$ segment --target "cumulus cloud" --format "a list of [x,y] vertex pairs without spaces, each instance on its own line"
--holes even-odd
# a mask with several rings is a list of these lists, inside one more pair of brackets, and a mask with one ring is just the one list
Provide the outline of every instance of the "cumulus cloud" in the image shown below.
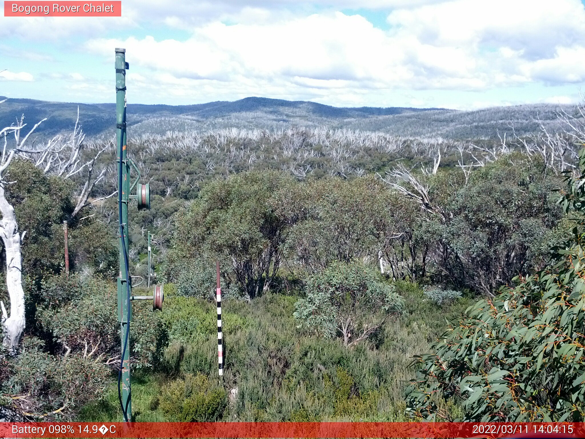
[[169,84],[207,80],[221,87],[267,82],[311,93],[340,87],[482,90],[585,80],[577,61],[585,54],[585,9],[579,0],[414,4],[388,15],[387,31],[359,15],[324,12],[267,21],[256,11],[256,22],[208,23],[184,41],[97,39],[86,47],[106,56],[125,47],[133,62],[166,74]]
[[[34,18],[5,20],[8,30],[0,29],[0,36],[11,26],[23,37],[56,35],[65,41],[64,36],[78,34],[85,38],[76,41],[86,40],[81,50],[105,61],[111,60],[114,47],[125,47],[132,66],[128,78],[137,91],[198,102],[269,95],[362,105],[374,94],[391,97],[401,90],[483,91],[585,81],[585,65],[579,62],[585,55],[585,8],[580,0],[321,0],[318,9],[316,5],[125,0],[121,21],[39,18],[41,26]],[[343,8],[377,10],[387,16],[388,28],[339,12]],[[130,32],[140,28],[141,36],[98,37],[113,23]],[[190,36],[162,39],[156,30],[142,36],[153,23]]]
[[21,71],[17,73],[10,70],[4,70],[0,71],[0,80],[31,82],[35,80],[35,78],[33,77],[32,74],[26,71]]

**Written task:**
Return each line of the data, keeping its wording exact and omitting pictures.

**Response for this exercise:**
$ segment --target "cumulus cloud" --format "a list of [x,y] vertex pairs without spaces, each instance on its own line"
--holes even-odd
# a mask with several rings is a list of these lists, inside one more pair of brackets, and a mask with one ring is just the one list
Provide the outline of every instance of the "cumulus cloud" in the image shown below.
[[169,84],[207,80],[221,87],[267,82],[311,93],[340,87],[482,90],[585,80],[577,61],[585,54],[585,9],[579,0],[414,4],[388,15],[387,31],[359,15],[324,12],[267,21],[256,11],[256,22],[208,23],[184,41],[97,39],[86,47],[106,56],[125,47],[133,62],[166,74]]
[[[34,18],[5,20],[8,30],[0,29],[0,36],[11,26],[23,37],[56,35],[65,41],[64,36],[78,34],[85,38],[76,41],[86,40],[81,50],[105,61],[111,60],[114,47],[125,47],[132,66],[128,78],[137,91],[198,102],[269,95],[362,105],[374,94],[391,97],[401,90],[483,91],[585,81],[585,65],[579,62],[585,55],[585,8],[580,0],[321,0],[318,9],[316,5],[125,0],[121,21],[39,18],[41,26]],[[343,8],[377,10],[387,16],[388,28],[339,12]],[[130,32],[140,28],[141,36],[98,37],[113,23]],[[190,36],[162,39],[156,30],[142,36],[153,23]]]
[[21,71],[17,73],[10,70],[4,70],[0,71],[0,80],[31,82],[35,80],[35,78],[33,77],[32,74],[26,71]]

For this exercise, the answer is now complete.